**PROVIDED PASSAGE:**
>> BEGIN
Apktool will generate a more human readable version of the java bytecode called smali. You can think of it as assembly for java, but a little more readable compared to actual cpu instructions.

smali

(This is smali assembly, feel old yet?)

Now to remind you that this is not what Java’s LVM sees when its processesing bytecode, it’s simply a visual construct. But if you think this is where the road stops for decompilation, you got another thing coming.

(Make sure to perform this step as we’ll come back to the apktool’s decoded package later)

Using Jadx

Jadx, unlike apktool, will completely decompile the byte code into Java lang.

Although jadx isn’t immune to anti-debugging techniques and obfuscation, many android apps do not employ such practices. Doodle jump, for example, has most of its symbols avaliable.

We can start by running the command jadx-gui base.apk to get the decompilation process going.

smali

using jadx’s gui, you can lookup cross references of any given field with ‘x’, and search text fields under the ‘Navigation’ tab

Once it’s finished, you’ll see something like this. The names on the left indicate all the classes that are loaded with the app. Most of these are the default classes that get added to most apps, but to find developer defined code, we need to look into the com.limasky package.

Opening one of the “MainActivity” classes, we see something unusual about this particular app, in that it loads a native library directly upon launching. Denoted by System.LoadLibrary("DoodleJump")

We should investigate this native library, which is located in the apk’s /lib/ folder. Depending on your phone’s architecture, you may need to choose either arm64 or armeabi, but most phones are arm64. So, with blind faith, we will be looking at the native library through this architecture.

lib libdoodlejump

Ghidra

Ghidra is used for reversing and decompiling many binary types, so it comes to no surprise as being the most useful free tool for this particular scenario. We want to decompile the binary so that we can take a look at the function symbols (if there are any), and analyze any interesting code patterns. If you’ve never used ghidra before, we strongly advise to do a little bit of your own research (and in the future we’ll try to provide a ghidra workshop). For now, I will assume that you know how to drag and drop a file to ghidra, start it up, and lookup function names once its done decompiling.

ghidra

For Doodle Jump in particular, I tried to understand why it needed a native library. There were many functions, but many were unecessary to the game’s core functionality. I used the function filter at the bottom left to check for any functions prefixed as “Java_”, as these are ones that are defined by the developer to be used as java methods please fact check me on this.

I found an interesting function called “runGameLoop”, which allowed me to quickly define an entry point to the next step..

Static analysis recap and introduction to Frida

So far we’ve covered tools on how to retrieve phone apps, open them up, and read their code. But what if we want to debug the app during runtime? This introduces us to dynamic analysis and the process of hooking functions to observe their states in realtime. In this section, we’ll be covering the crucifix of debugging apps on a non-rooted phone by using a powerful instrumentation library called Frida. This library has many components to it, and although useful outside the context of android, we’re going to use it to do the following.

Hook the native library with our Frida “Gadget”.
Implement a script to analyze the app’s runtime state.
Implement a script to modify the app’s variable and see real-time effects.
~~Create a Java hook, defined in JS, and inject it into our function.~~
~~Create a native library hook, defined in C, and inject it into our function.~~
Provide further resources on advanced Frida API Usage.
>> END
**PROMPT 1:**
Repeat the part of the Doodle Jump reverse-engineering walkthrough starting with "Jadx, unlike apktool, will" and going on through "decompilation process going.".
**PROMPT 2:**
Go on with the Doodle Jump reverse-engineering walkthrough from where it stops.

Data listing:
>> BEGIN
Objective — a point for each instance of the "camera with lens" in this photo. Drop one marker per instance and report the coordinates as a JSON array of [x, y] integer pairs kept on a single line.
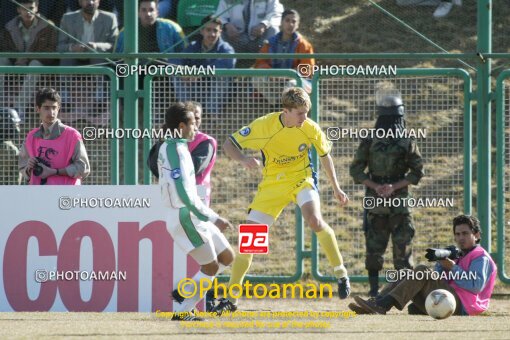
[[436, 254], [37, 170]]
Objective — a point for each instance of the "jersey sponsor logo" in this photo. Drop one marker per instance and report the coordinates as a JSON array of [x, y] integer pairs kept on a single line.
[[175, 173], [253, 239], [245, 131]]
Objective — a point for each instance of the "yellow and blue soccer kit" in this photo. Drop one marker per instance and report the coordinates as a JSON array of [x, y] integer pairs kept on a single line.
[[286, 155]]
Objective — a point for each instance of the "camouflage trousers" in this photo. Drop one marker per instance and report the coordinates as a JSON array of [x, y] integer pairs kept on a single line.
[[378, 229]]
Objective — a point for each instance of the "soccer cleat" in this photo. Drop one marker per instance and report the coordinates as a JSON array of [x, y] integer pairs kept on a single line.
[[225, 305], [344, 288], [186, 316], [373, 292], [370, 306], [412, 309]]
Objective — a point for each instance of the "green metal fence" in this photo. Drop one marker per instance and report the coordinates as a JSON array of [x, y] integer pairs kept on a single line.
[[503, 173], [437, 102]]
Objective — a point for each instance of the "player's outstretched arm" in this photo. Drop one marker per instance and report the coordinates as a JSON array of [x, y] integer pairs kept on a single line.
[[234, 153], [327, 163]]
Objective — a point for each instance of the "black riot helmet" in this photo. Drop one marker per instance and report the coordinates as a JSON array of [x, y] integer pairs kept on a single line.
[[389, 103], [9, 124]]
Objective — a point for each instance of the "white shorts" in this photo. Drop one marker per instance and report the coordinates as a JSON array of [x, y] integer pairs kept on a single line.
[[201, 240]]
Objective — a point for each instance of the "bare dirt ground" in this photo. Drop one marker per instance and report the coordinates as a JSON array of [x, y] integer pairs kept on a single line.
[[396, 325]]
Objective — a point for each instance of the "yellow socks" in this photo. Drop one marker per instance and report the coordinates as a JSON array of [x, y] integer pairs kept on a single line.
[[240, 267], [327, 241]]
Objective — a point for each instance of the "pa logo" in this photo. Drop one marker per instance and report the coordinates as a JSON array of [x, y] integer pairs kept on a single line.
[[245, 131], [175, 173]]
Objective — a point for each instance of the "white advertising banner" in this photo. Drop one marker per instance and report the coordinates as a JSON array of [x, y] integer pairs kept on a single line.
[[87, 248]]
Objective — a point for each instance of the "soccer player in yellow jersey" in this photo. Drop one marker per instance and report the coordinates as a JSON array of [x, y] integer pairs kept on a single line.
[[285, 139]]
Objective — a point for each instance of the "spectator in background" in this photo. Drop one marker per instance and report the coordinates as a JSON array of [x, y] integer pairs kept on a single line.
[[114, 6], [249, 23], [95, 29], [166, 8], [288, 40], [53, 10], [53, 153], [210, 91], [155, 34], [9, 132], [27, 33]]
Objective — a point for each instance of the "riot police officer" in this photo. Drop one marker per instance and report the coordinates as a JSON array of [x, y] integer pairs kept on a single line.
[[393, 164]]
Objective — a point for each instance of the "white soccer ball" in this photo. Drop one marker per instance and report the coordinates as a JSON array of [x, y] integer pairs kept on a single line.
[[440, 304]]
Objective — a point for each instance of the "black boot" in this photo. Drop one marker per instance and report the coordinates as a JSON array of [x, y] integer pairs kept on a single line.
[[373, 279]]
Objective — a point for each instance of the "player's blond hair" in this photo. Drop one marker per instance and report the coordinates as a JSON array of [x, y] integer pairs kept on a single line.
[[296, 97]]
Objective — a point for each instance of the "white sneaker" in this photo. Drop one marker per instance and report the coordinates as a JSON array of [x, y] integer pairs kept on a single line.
>> END
**EXERCISE RESULT 1:**
Jadx, unlike apktool, will completely decompile the byte code into Java lang.

Although jadx isn’t immune to anti-debugging techniques and obfuscation, many android apps do not employ such practices. Doodle jump, for example, has most of its symbols avaliable.

We can start by running the command jadx-gui base.apk to get the decompilation process going.

**EXERCISE RESULT 2:**
For this particular exercise with Doodle Jump, we’re going to do more with our Android app and modify our apk so that we’re able to use Frida. Because we’re specifically working with a non-rooted android phone, we need to use a Frida “Gadget”, which is essentially going to act as another native binary that gets sideloaded when libDoodleJump.so gets called. Below is a control flow graph I made to show Doodle Jump’s execution flow with Frida loaded.

Make sure to use the decoded APK that we got from apktool earlier. If you’re following along, we’re going to be using that to repack the content and send it off to our Fode Phone

FridaGadget

In order to sideload libDoodleJump.so, we should first understand that ELF binaries dynamically link to other binaries when referring to a function that does not exist. For example in C, when I use printf, this is going to be defined by the standard library. When I compile a program that uses this function it will, by default, dynamically link it to the standard library. Let’s take a further look at what I mean.

Go to lib/arm64-v8a/ and run readelf -d libDoodleJump.so

You will see the following at the top.

FridaGadget

You can see that doodle jump loads additional native libraries to run its main one, so the idea is to inject our frida shared library to this binary to complete the sideload.

For this code snippet, you could either just download the gadget binary like I did or if you’re looking for a particular gadget version (because sometimes it may not work depending on the API level of the android system), try going here for the latest releases

wget https://github.com/frida/frida/releases/download/16.2.1/frida-core-devkit-16.2.1-android-arm64.tar.xz 
unxz frida-gadget-16.2.1-arm64.so.xz

Move this gadget to our lib native folder

mv frida-gadget-16.2.1-arm64.so path/to/apk/lib/arm64-v8a/libfrida-gadget.so

Now to modify libDoodleJump.so to sideload libfrida-gadget.so. We’re going to be using an ELF parser that will help us inject this library easily using three lines of python. This library is called LIEF, and it’s relatively straightforward and useful.

import lief

libnative = lief.parse("libDoodleJump.so")
libnative.add_library("libfrida-gadget.so") # inject
libnative.write("libDoodleJump.so")

# Reference - https://fadeevab.com

After performing this injection, try running readelf -d libDoodleJump.so again, you’ll see frida-gadget.so as part of the linked library list.

FridaGadget

With that, we can finally repackage our apk and install it back to our phone.

Repackaging our APK

Now to repack our APK, you remember when we decoded/decompressed our APK using apktool?. We’re going to be using apktool again to repack our apk back to it’s original format.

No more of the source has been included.